| Consegna |
Ricopia dal testo su Clitennestra tutto ciò che va da "Il ritratto di" fino a "innanzitutto una madre.".

“Clitennestra. Ricordate questo nome, quando pensate al perché siamo qui oggi. Non è un’ombra, una figura lontana. Era una donna reale. Una madre”.
Appassionati di mitologia greca (come la sottoscritta) e non, a rapporto! La vendetta degli dei (A Spartan’s Sorrow) è il romanzo di Hannah Lynn, edito da Newton Compton e in libreria dal 7 marzo 2022. I retelling dei miti greci sono un filone narrativo in voga, soprattutto negli ultimi anni. Per citarne alcuni: La canzone di Achille e Circe di Madeleine Miller, ma anche Il canto di Penelope di Margaret Atwood e Il silenzio delle ragazze di Pat Barker. Abbiamo visto le storie più famose della mitologia con gli occhi di Briseide, di Penelope e di Patroclo, ma mai con quelli di Clitennestra.
Chi è quest’ultima? Molti di voi la ricorderanno come la moglie di Agamennone, alcuni sapranno persino che è la sorella di Elena – sì, proprio lei, la bellissima Elena, causa scatenante della guerra di Troia –, e quasi tutti conosceranno la spietata crudeltà che l’ha portata a uccidere Agamennone al suo ritorno dalla guerra, affiancata in questo omicidio dall’amante Egisto. Sarà Oreste, il figlio di Clitennestra e Agamennone, a vendicare la morte di quest’ultimo uccidendo la madre.
Il ritratto di Clitennestra che emerge non è mai lusinghiero: “La figura più cattiva della mitologia greca”, si è detto di lei, “perfido mostro”, l’aveva definita Agamennone. Ma è davvero così? Cosa si cela dietro le azioni di questa donna tanto criticata, sebbene di lei si sappia così poco? Hannah Lynn risponde a queste e a molte altre domande nel suo romanzo, permettendo finalmente a Clitennestra di parlare con la sua voce, mettendoci a parte di una vita vissuta all’ombra del marito, facendoci entrare con delicatezza nel cuore di una donna che, prima ancora di essere la moglie di Agamennone, la sorella di Elena, la regina di Micene, l’amante di Egisto, è innanzitutto una madre.

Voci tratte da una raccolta
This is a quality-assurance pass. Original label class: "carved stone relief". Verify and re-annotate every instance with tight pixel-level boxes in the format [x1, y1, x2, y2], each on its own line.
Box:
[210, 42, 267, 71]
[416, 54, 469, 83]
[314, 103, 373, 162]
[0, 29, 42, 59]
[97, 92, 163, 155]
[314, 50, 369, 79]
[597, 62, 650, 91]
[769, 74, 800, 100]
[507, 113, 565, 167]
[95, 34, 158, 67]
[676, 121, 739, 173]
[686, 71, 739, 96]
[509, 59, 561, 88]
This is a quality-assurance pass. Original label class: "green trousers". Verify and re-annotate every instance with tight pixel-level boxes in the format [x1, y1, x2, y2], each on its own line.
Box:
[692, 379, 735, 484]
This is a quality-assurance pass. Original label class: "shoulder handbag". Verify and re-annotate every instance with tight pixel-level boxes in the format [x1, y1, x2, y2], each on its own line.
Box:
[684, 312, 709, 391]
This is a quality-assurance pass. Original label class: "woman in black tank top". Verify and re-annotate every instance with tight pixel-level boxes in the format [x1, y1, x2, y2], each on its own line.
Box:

| Soluzione |
Il ritratto di Clitennestra che emerge non è mai lusinghiero: “La figura più cattiva della mitologia greca”, si è detto di lei, “perfido mostro”, l’aveva definita Agamennone. Ma è davvero così? Cosa si cela dietro le azioni di questa donna tanto criticata, sebbene di lei si sappia così poco? Hannah Lynn risponde a queste e a molte altre domande nel suo romanzo, permettendo finalmente a Clitennestra di parlare con la sua voce, mettendoci a parte di una vita vissuta all’ombra del marito, facendoci entrare con delicatezza nel cuore di una donna che, prima ancora di essere la moglie di Agamennone, la sorella di Elena, la regina di Micene, l’amante di Egisto, è innanzitutto una madre.